> **Work item**:
Answer these questions using the text on headaches.
(a) What did the writer use when first treating patients with headaches?
(b) Trigger points in which areas can refer to larger areas of the head and face than the head and face muscles themselves?
(c) What do recent data suggest about how common headaches are?

> **Reading passage**:
The Hassle of Headaches


I have to admit, when I first started treating patients with headaches, I didn’t do a very good job! I used some basic cervical and soft tissue techniques I had learned, but at times I felt as though I made matters worse. Over the years, through further education and a better understanding of this condition, I have actually come to love treating this population. The big difference? Learning to diagnose the type of headache that was being presented, performing a proper assessment and learning how trigger points can play a key role in treatment.

Trigger Points

Some studies show trigger points located in the neck and suboccipital areas can refer to much larger areas of the head/face than actual head and face muscles. Through a thorough assessment of trigger points in the shoulder, neck and head region, familiar pain patterns can be induced and can help identify what areas need to be treated to reduce headache symptoms. Cervical mechanics are also assessed and treated along with teaching awareness of postures and stressors that contribute to the condition. Specific craniofacial mobilization and cranial nerve contributions should also be considered.


Headaches are one of the most common medical complaints. Recent data suggest the prevalence of this condition is rising. There is a multitude of different types and classifications of headaches, many people suffer from a combination of different types; this will determine the specific treatment approach.

> **Entries supplied**:
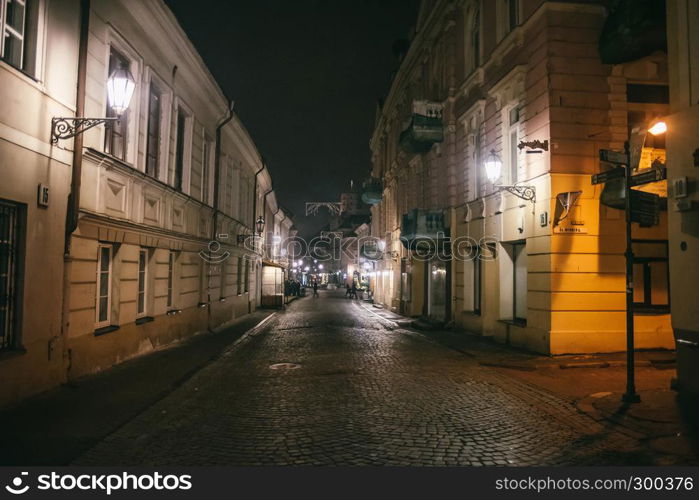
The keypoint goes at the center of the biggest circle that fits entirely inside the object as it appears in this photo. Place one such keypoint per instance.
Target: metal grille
(9, 236)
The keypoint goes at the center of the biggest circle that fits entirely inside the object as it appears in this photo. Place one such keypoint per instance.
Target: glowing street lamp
(260, 225)
(493, 171)
(658, 128)
(120, 89)
(493, 166)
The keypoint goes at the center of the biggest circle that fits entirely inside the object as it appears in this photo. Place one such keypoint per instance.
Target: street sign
(616, 157)
(652, 175)
(645, 208)
(615, 173)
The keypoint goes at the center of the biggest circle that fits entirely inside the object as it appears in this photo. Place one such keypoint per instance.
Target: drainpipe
(217, 167)
(73, 206)
(254, 199)
(74, 196)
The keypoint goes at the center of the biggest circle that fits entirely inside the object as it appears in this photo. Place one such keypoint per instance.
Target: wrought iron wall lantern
(260, 225)
(120, 89)
(493, 170)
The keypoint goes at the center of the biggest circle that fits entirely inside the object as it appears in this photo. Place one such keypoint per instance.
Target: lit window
(170, 279)
(180, 150)
(19, 29)
(513, 134)
(153, 145)
(104, 285)
(11, 239)
(206, 172)
(142, 282)
(651, 276)
(115, 131)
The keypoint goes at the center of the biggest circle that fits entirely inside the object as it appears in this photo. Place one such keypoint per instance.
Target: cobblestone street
(328, 382)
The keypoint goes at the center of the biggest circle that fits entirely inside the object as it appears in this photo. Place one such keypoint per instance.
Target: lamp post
(120, 89)
(493, 171)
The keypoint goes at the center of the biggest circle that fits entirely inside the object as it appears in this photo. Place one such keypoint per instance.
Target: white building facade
(168, 196)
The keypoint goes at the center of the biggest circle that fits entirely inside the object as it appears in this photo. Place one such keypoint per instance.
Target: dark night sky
(305, 75)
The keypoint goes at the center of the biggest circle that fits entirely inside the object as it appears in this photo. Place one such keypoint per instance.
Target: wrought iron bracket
(67, 127)
(527, 193)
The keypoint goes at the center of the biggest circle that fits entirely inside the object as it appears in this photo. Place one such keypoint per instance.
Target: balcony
(372, 191)
(424, 129)
(423, 230)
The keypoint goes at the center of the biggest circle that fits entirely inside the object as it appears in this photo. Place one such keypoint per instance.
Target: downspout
(254, 199)
(76, 174)
(217, 168)
(73, 206)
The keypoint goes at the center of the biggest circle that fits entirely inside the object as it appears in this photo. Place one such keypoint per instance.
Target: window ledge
(514, 322)
(12, 353)
(105, 329)
(650, 311)
(144, 319)
(472, 313)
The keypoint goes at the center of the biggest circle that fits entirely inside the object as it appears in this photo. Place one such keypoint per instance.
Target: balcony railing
(372, 191)
(423, 229)
(424, 129)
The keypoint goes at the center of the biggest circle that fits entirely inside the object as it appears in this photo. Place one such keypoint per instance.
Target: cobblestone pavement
(328, 382)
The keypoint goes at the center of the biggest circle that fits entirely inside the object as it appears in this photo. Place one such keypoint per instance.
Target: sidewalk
(663, 420)
(55, 427)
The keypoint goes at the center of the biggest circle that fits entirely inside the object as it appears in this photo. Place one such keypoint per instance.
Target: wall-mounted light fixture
(120, 88)
(493, 171)
(260, 225)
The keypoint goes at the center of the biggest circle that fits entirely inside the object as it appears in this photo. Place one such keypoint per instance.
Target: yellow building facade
(532, 257)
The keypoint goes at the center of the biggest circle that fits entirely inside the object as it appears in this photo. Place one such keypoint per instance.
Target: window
(206, 172)
(512, 14)
(19, 21)
(472, 275)
(115, 139)
(513, 135)
(104, 285)
(142, 283)
(513, 284)
(507, 12)
(180, 149)
(240, 275)
(651, 276)
(11, 239)
(475, 48)
(223, 270)
(153, 140)
(170, 279)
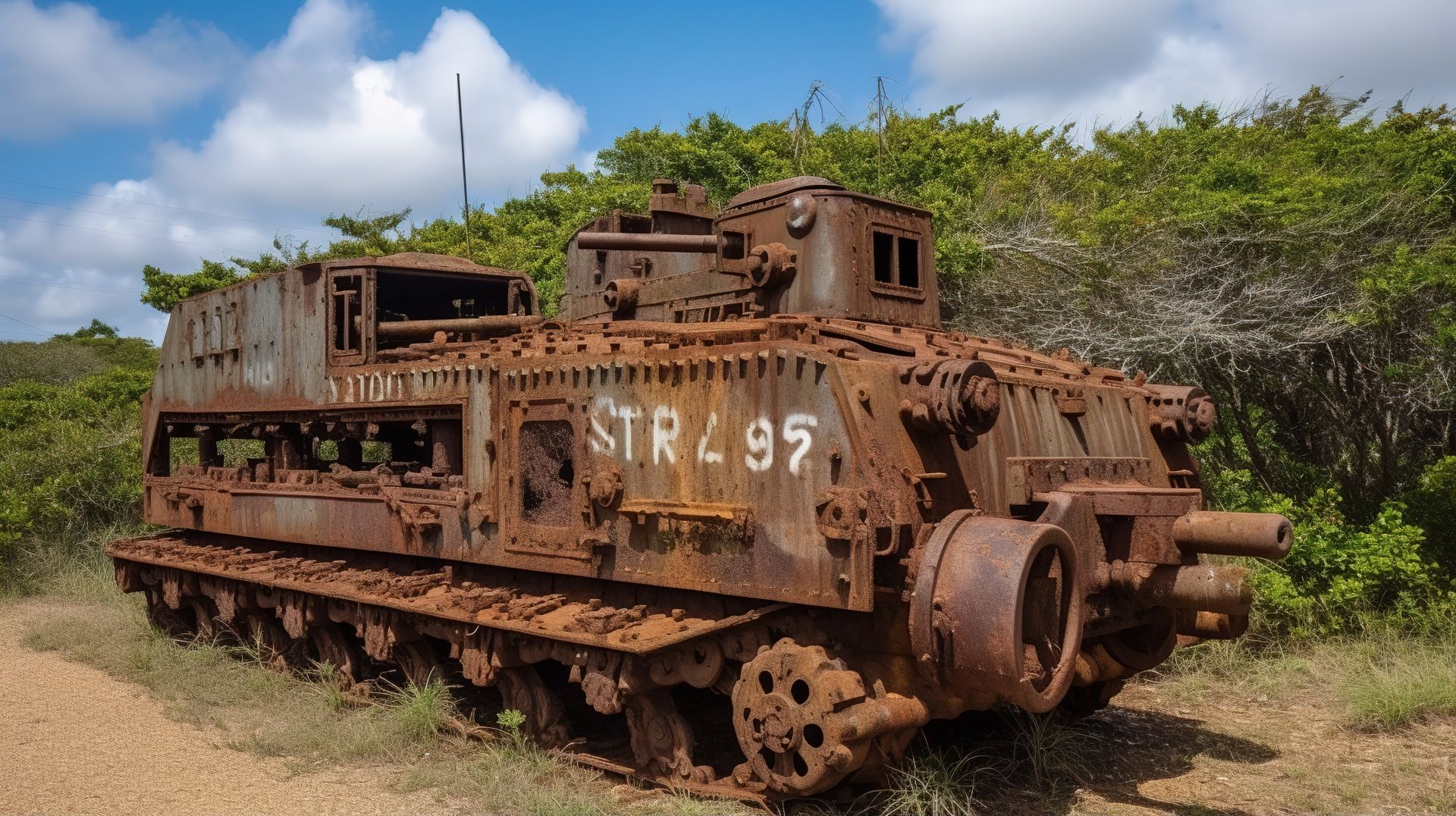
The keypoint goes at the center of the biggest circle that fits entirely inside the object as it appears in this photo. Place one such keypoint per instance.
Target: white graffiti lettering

> **Answer section**:
(a) Some basic cervical and soft tissue techniques the writer had learned.
(b) The neck and suboccipital areas.
(c) That the prevalence of headaches is rising.